┌─ Alıntılanan veriler

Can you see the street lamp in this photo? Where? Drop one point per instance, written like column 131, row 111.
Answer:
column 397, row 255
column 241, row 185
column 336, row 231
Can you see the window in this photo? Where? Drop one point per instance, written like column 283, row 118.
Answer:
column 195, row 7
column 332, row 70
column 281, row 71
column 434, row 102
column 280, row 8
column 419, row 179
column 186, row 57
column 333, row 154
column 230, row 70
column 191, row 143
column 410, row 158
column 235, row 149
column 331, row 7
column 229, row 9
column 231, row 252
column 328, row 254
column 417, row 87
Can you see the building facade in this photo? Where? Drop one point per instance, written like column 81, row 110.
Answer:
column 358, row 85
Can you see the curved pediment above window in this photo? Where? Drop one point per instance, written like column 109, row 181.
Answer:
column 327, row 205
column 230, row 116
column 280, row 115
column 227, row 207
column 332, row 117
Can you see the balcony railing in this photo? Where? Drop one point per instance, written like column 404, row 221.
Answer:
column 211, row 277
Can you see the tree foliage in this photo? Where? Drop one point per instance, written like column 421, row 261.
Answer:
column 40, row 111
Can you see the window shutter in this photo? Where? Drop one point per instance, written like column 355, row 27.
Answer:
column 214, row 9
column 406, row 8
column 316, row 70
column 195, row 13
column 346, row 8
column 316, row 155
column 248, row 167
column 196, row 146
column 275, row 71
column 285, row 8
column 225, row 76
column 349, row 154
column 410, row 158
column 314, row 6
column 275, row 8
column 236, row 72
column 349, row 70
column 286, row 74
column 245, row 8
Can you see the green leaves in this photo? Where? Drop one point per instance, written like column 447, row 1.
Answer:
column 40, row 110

└─

Kayıtlardaki her "Drop" sözcüğünü "Place" ile değiştirerek satırları yeniden yaz. Başka hiçbir şeyi değiştirme.

# Çözülmüş soru
Can you see the street lamp in this photo? Where? Place one point per instance, written like column 131, row 111.
Answer:
column 397, row 255
column 241, row 185
column 336, row 231
Can you see the window in this photo? Where? Place one point per instance, written like column 283, row 118.
Answer:
column 195, row 7
column 332, row 70
column 281, row 71
column 434, row 102
column 280, row 8
column 419, row 179
column 186, row 57
column 333, row 154
column 230, row 70
column 191, row 143
column 410, row 158
column 235, row 149
column 331, row 7
column 229, row 9
column 231, row 252
column 328, row 254
column 417, row 87
Can you see the building facade in this photo? Where? Place one point per instance, written like column 81, row 110.
Answer:
column 358, row 85
Can you see the curved pediment above window in this photo? Where? Place one point per instance, written like column 109, row 181.
Answer:
column 327, row 205
column 230, row 116
column 280, row 115
column 227, row 207
column 332, row 117
Can you see the balcony railing in this photo? Where? Place one point per instance, written like column 404, row 221.
Answer:
column 211, row 277
Can you see the tree foliage in this photo? Where? Place one point per instance, written like column 421, row 261.
Answer:
column 40, row 111
Can you see the window shutter in this photo? Where? Place one point per instance, written like column 355, row 27.
Answer:
column 214, row 9
column 406, row 8
column 316, row 70
column 195, row 13
column 346, row 8
column 316, row 155
column 248, row 167
column 196, row 146
column 275, row 71
column 285, row 8
column 225, row 76
column 349, row 154
column 410, row 158
column 314, row 6
column 275, row 8
column 236, row 72
column 349, row 70
column 286, row 74
column 245, row 8
Can you see the green leaves in this photo? Where? Place one point per instance, written like column 447, row 1.
Answer:
column 40, row 110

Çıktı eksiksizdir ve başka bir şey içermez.